== SOURCE EXCERPT ==

------------------------------------------------------------

2005-06-16 Thread Matthias Clasen
On Thu, 2005-06-16 at 10:00 +0200, Mathieu Lacage wrote:
 I understand that this might not be high on the todo list of the gtk+
 developers but I would appreciate an answer to that email.

Sorry, GUADEC interfered...

 regards,
 Mathieu
 
 On Fri, 2005-05-27 at 13:57 +0200, Mathieu Lacage wrote:
  On Thu, 2005-05-26 at 09:49 -0400, Matthias Clasen wrote:
   The problem with making the license for the gtk and glib api docs more
   explicit is that we currently don't have a list of contributors. Someone
   will have to sit down with cvs annotate and produce such a list, before
   we can contact all contributors to ask for their agreement on whatever
   license we want to put in the docs.
  
  Here is the list of contributors which was built out of:
- cvs commits in all the files contained under the docs directory by
  various cvs users who have an account.
- cvs log messages for all the files contained under the docs
  directory which reference some else than the commiter.

Thanks for doing this work, Mathieu

 
  I am pretty convinced it is extremely inclusive (i.e., I am pretty sure
  I did not miss anyone) since I parsed each log at least 3 times. I
  propose to send a message to each of these people along the following
  lines. This should clear up the licensing issue. I don't really know
  what to do once this information has been gathered. Specifically, I
  thing we need to:
- add proper licensing information at the top of each documentation
  (glib and gobject documents) which should be a matter of copying the
  licensing statement at the start of the bookinfo statement.
  
- add proper credit to those who contributed: it would be nice to add
  a small list somewhere in the documentation, probably another chapter at
  the end of the documentation. It would be nice if there was a way to
  ensure that these lists are maintained when a patch from someone is
  applied.
  

Sounds like a good plan

- add copyright statements: I have no idea on how to deal with this.
  It is pretty easy with source code: the copyright statement at the top
  of each source file is maintained by the contributors themselves. Maybe
  a similar solution with xml comments at the top of each file would be a
  first step. I think the license also requires a copyright statement to
  appear next to the license statement. I have no idea what this statement
  should contain. Should it simply be a list of the copyright statements
  located at the top of each file ? I don't know. Comments are welcome.

------------------------------------------------------------

== DATA EXTRACT ==
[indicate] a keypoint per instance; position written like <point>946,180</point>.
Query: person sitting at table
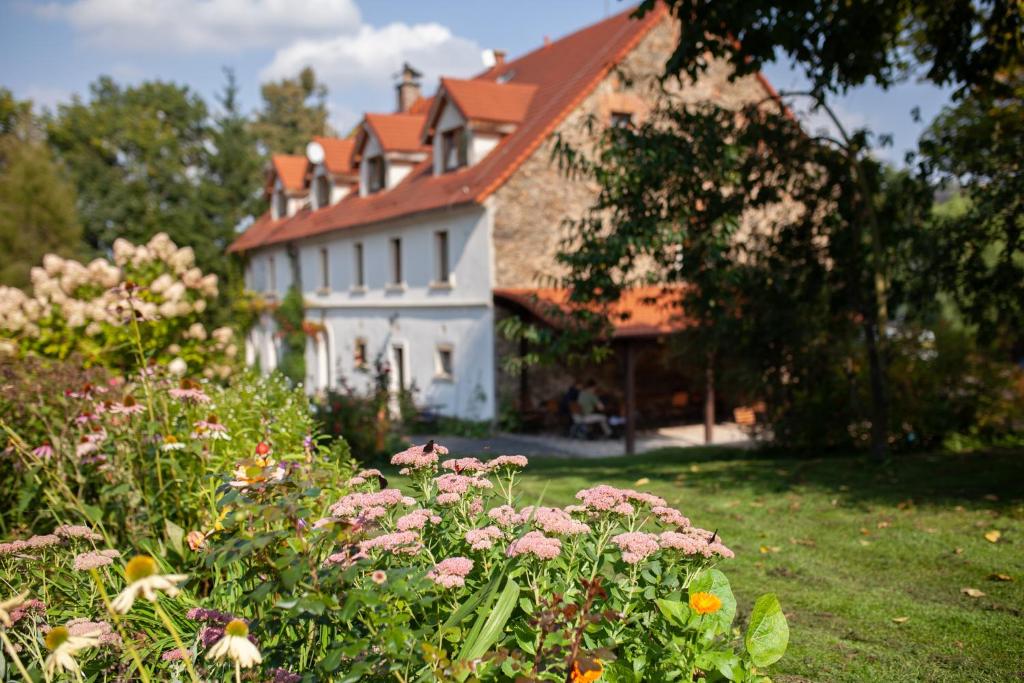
<point>591,408</point>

------------------------------------------------------------

== YOUR GOAL ==
Continue the mailing-list thread on licensing the GLib and GTK+ API documentation, starting after its final sentence.

== ANSWER TO THE PROBLEM ==
I don't know either, unfortunately. The copyright situation is further
complicated by the fact that parts of the documentation are extracted
from the sources, I guess.

 
  Hi XXX,
  
  We are trying to clear up the licensing status of the glib documentation
  and the cvs logs show that you have directly or indirectly contributed
  to this part of glib. We would appreciate if you could take a few
  minutes to answer the few questions below.
  
  1) Have you really contributed to the glib documentation ? If so, how
  big was that contribution ?
- a few typos
- more than a few typos
  
  2) If you have contributed more than a few typos to the glib
  documentation, we need to know who owns the copyright on your
  contribution. If you contributed this work as a part of your daytime
  payed job, then your employer most likely owns that copyright and we
  need to know who that is. Otherwise, you most likely own that copyright
  and we need to know this.
  
  3) If you have contributed more than a few typos to the glib
  documentation, we need you to confirm that the copyright holder
  identified in (2) has accepted the glib documentation license. A copy of
  that license is available there:
  http://cvs.gnome.org/viewcvs/glib/docs/reference/COPYING?view=markup
  Do you confirm that your contribution follows this license ?
- yes
- no

Looks good to me. And for the parts of the docs written by me, the
answer is yes.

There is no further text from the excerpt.